Record extracts
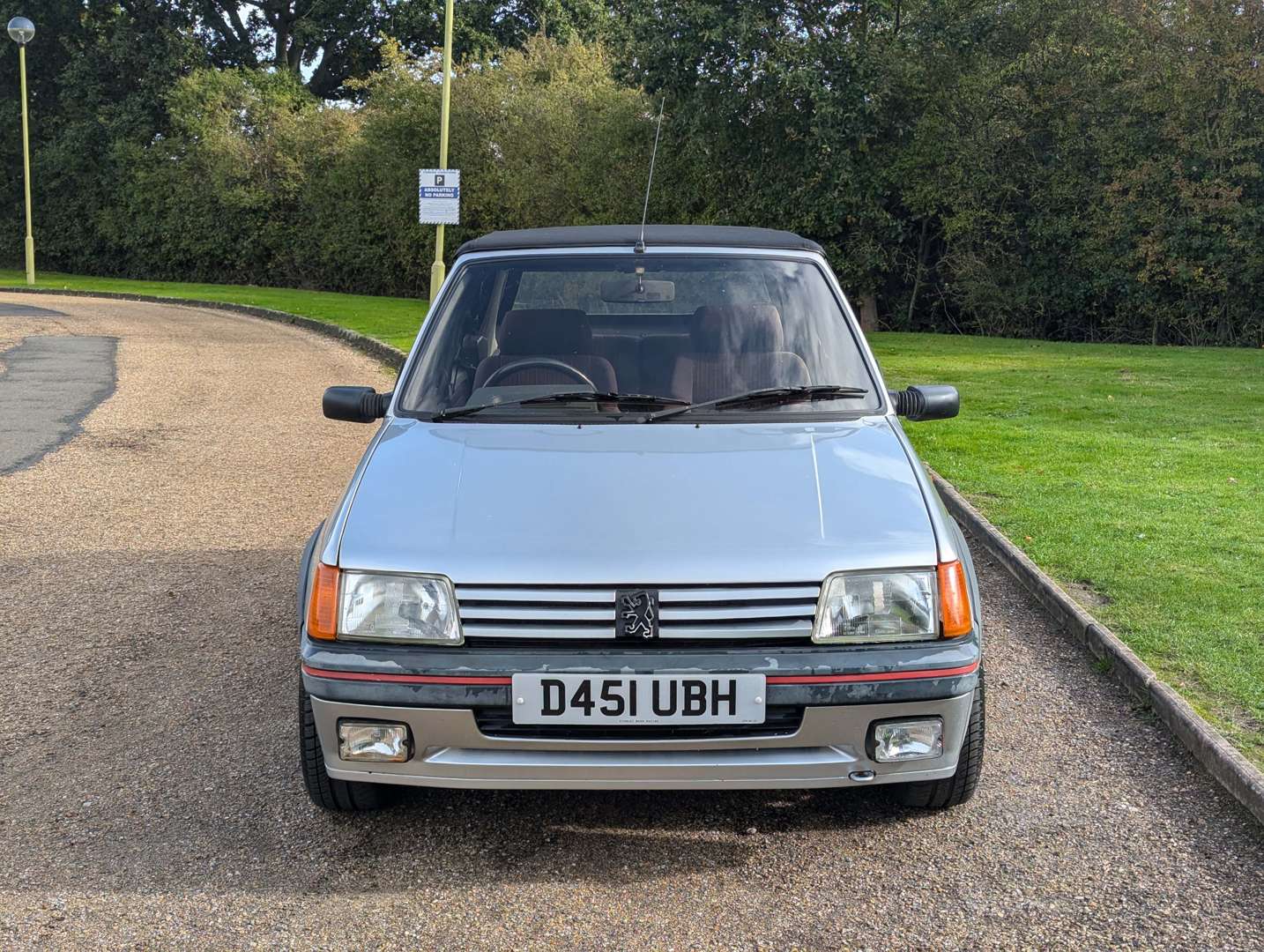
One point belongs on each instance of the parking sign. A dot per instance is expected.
...
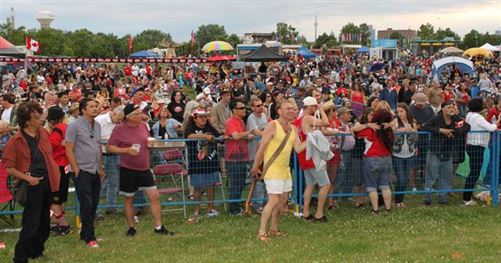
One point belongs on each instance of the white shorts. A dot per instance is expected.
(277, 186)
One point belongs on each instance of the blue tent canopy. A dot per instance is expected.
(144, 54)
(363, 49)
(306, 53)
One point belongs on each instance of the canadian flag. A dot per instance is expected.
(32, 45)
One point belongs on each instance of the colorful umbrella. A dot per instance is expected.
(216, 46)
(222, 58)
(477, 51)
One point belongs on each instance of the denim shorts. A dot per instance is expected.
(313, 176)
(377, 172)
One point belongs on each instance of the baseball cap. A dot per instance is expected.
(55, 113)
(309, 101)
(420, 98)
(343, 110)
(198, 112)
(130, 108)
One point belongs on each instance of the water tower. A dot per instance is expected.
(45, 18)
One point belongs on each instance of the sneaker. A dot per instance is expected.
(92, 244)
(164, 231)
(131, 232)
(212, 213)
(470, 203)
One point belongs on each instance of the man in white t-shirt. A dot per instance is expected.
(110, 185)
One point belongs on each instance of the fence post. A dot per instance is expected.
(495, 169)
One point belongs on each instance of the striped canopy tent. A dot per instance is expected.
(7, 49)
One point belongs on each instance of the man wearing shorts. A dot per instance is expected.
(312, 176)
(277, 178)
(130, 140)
==
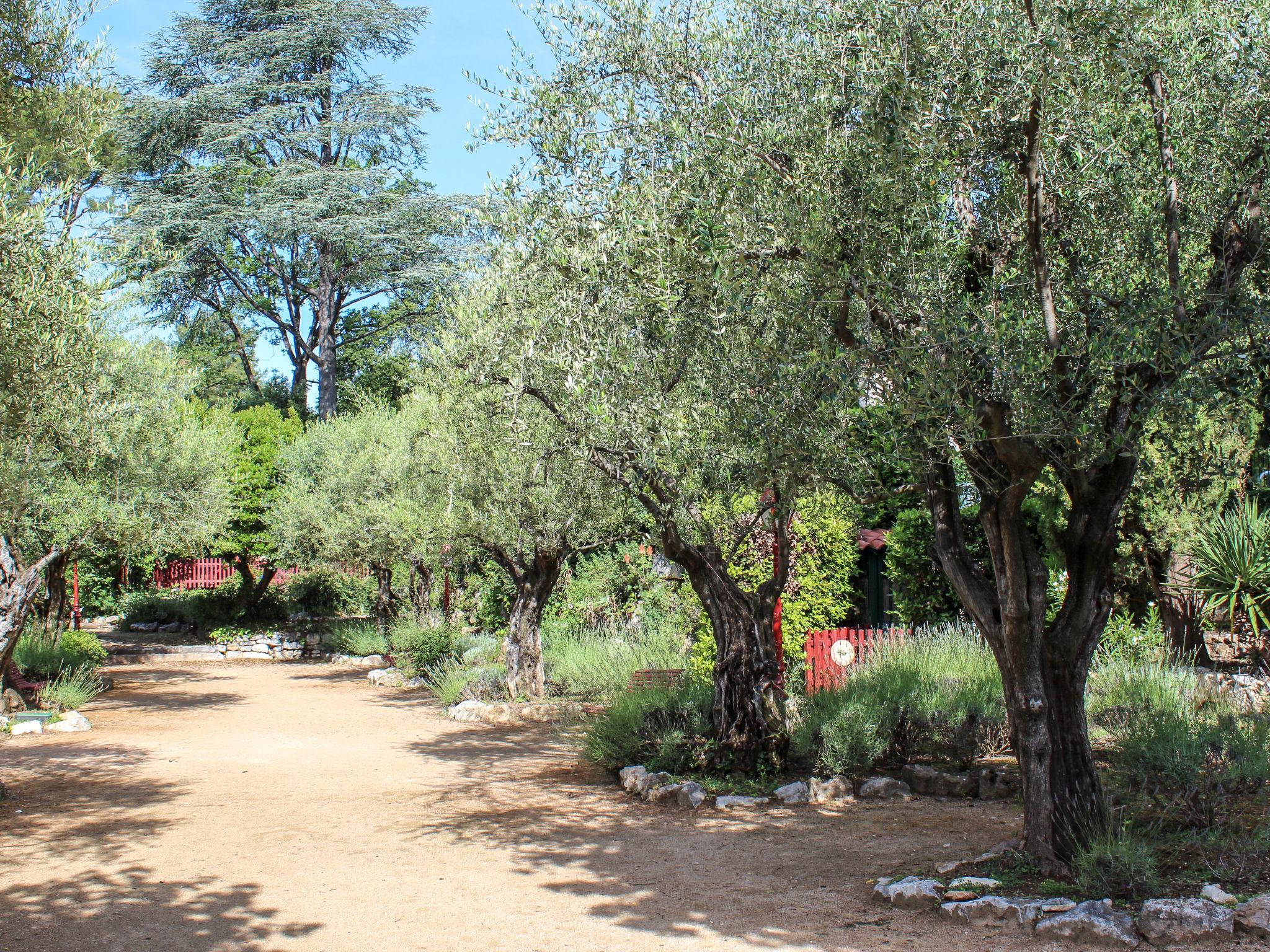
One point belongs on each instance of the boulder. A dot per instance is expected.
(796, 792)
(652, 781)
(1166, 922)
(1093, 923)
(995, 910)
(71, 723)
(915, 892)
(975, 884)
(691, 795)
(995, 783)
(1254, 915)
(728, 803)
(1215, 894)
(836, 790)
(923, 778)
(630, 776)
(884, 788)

Written request
Gather each line from the rows above that contains the word "shorts".

Result below
One point belongs on each instance of the white shorts. A dot per instance is expected.
One point belongs on each instance of the denim shorts. A dot per instance is expected.
One point belongs on each instance of the man wearing shorts. A dot per instance is expected.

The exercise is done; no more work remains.